Passage:
▬▬▬
Biofuel Answers Demand to Reduce Carbon Footprint in Medical Facilities

Phil Wallis, for HealthLeaders Media , September 29, 2009

Energy efficiency and reducing your carbon footprint are key objectives in the medical industry today. Whether it is the impact on the environment or just the desire to go green, medical facilities are seeking new, alternative renewable fuel sources.

Recently, the Environmental Protection Agency (EPA) proposed new standards under the Clean Air Act to improve the nation's air quality. Health institutions are now looking for renewable energy options to reduce their impact on the environment. In addition, earlier this year healthcare sector leaders urged President Obama to invest in alternative energy and green jobs in healthcare under the Renewable Energy and Green Healthcare Jobs Initiative.

One option for health institutions is to utilize alternative renewable fuel sources in boilers and generators to heat and power buildings. Generally, alternative fuels have been perceived as costing more than traditional fossil fuels. However, that is not the case. Some biofuels in today's market are cost-competitive with existing fuel oils, and include the added benefit of being environmentally friendly.

It can seem like a daunting task for hospitals to build new green construction or retrofit older buildings. In reality, one simple way to reduce a carbon footprint is to switch to an alternative fuel with lower emissions – with no capital costs for construction or retrofitting. Switching boilers from standard diesel fuel to a biofuel can have a significant, positive impact on a building's carbon footprint and emissions for medical facilities. But what exactly is biofuel?
▬▬▬
(Collected data)
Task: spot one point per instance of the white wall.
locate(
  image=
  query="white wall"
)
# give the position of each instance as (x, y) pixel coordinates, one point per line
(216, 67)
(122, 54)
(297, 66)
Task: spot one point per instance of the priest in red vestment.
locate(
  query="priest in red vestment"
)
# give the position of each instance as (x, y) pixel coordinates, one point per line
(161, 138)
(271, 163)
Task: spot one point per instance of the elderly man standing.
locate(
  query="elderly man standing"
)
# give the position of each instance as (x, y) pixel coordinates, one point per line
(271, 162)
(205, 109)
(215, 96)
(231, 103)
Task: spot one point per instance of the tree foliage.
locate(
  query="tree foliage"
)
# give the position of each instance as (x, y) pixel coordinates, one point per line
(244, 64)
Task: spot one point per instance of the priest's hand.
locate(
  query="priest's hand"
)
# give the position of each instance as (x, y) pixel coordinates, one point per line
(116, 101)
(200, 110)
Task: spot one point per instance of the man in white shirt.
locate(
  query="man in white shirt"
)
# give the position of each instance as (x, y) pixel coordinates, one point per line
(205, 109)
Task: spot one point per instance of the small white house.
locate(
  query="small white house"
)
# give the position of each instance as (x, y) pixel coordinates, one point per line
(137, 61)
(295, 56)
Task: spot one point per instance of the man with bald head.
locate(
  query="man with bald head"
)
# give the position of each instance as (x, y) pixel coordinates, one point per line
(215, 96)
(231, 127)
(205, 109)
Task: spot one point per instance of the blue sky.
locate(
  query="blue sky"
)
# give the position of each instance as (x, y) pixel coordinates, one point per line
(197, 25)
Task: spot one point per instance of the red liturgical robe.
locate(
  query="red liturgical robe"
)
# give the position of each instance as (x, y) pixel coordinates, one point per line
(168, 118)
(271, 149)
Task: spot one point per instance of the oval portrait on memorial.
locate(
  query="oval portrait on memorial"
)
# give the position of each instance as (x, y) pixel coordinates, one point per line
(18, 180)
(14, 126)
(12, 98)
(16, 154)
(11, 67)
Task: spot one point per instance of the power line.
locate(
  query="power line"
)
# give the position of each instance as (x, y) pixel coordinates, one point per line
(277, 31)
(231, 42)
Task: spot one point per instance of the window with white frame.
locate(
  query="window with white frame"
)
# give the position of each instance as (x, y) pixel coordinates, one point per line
▬▬▬
Instructions:
**a.** In the article on biofuel for medical facilities, what did healthcare sector leaders urge President Obama to invest in earlier that year?
**b.** Continue the article about biofuel in medical facilities from the point where it stops.

Written responses:
**a.** Alternative energy and green jobs in healthcare.

**b.**
Biofuel can be broadly defined as solid, liquid, or gas fuel consisting of, or derived from, renewable, recently living biological material—most commonly plants. This is in contrast to fossil fuels, which are derived from non-renewable biological material formed from decayed remains of prehistoric plants and animals. Benefits of biofuel include the ability to reduce greenhouse gas emissions and promote energy independence through the growth of domestic energy sources to establish a sustainable, renewable future energy supply.

But are all biofuels the same? No. Biodiesels have been on the market for a while, but now health institutions can take advantage of second-generation biofuels, which are not only sustainable but are also cost competitive with traditional fuels. Second-generation biofuels are ready to use in boiler applications as a 100% replacement for distillate fuels without mixing or blending with other fuels, complicated equipment modification, or loss of significant engine performance.